# Article
· · ·

Re: [blog article] Howto migrate a real-life batch pipeline from the DataSet API to the DataStream API

Jing Ge Thu, 10 Nov 2022 04:30:44 -0800

Hi Etienne,

Nice blog! Thanks for sharing!


Best regards,
Jing


On Wed, Nov 9, 2022 at 5:49 PM Etienne Chauchot <echauc...@apache.org>
wrote:

> Hi Yun Gao,
>
> FYI I just updated the article after your review:
> https://echauchot.blogspot.com/2022/11/flink-howto-migrate-real-life-batch.html
>
> Best
>
> Etienne
> Le 09/11/2022 à 10:04, Etienne Chauchot a écrit :
>
> Hi Yun Gao,
>
> thanks for your email and your review !
>
> My comments are inline
> Le 08/11/2022 à 06:51, Yun Gao a écrit :
>
> Hi Etienne,
>
> Very thanks for the article! Flink is currently indeed keeping increasing
> the
> ability of unified batch / stream processing with the same api, and its a
> great
> pleasure that more and more users are trying this functionality. But I also
> have some questions regarding some details.
>
> First IMO, as a whole for the long run Flink will have two unified APIs,
> namely Table / SQL
> API and DataStream API. Users could express the computation logic with
> these two APIs
> for both bounded and unbounded data processing.
>
>
> Yes that is what I understood also throughout the discussions and jiras.
> And I also think IMHO that reducing the number of APIs to 2 was the good
> move.

· · ·

# Short problem A
Answer these questions about the mailing-list thread on migrating a batch pipeline to the DataStream API, one line each:
(i) Who wrote the reply dated Thu, 10 Nov 2022?
(ii) Which two APIs does Yun Gao say Flink will have in the long run?
(iii) What date and time are given for Yun Gao's message?
# Short problem B
From the mailing-list thread on migrating a batch pipeline to the DataStream API, print the passage that begins at the words "Re: [blog article]" and ends after "Thanks for sharing!".
# Short problem C
Give what follows in the mailing-list thread on migrating a batch pipeline from the DataSet API to the DataStream API, picking up after its last sentence.

# Data excerpt

· · ·

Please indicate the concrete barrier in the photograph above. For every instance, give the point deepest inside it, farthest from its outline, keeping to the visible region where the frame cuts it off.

· · ·

# Final result A
(i) Jing Ge
(ii) The Table / SQL API and the DataStream API
(iii) 08/11/2022 at 06:51

# Final result B
Re: [blog article] Howto migrate a real-life batch pipeline from the DataSet API to the DataStream API

Jing Ge Thu, 10 Nov 2022 04:30:44 -0800

Hi Etienne,

Nice blog! Thanks for sharing!

# Final result C
>
>
> Underlying Flink provides two
> execution modes:  the streaming mode works with both bounded and unbounded
> data,
> and it executes in a way of incremental processing based on state; the
> batch mode works
> only with bounded data, and it executes in a ways level-by-level similar
> to the traditional
> batch processing frameworks. Users could switch the execution mode via
> EnvironmentSettings.inBatchMode() for
> StreamExecutionEnvironment.setRuntimeMode().
>
> As recommended in Flink docs(1) I have enabled the batch mode as I though
> it would be more efficient on my bounded pipeline but as a matter of fact
> the streaming mode seems to be more efficient on my use case. I'll test
> with higher volumes to confirm.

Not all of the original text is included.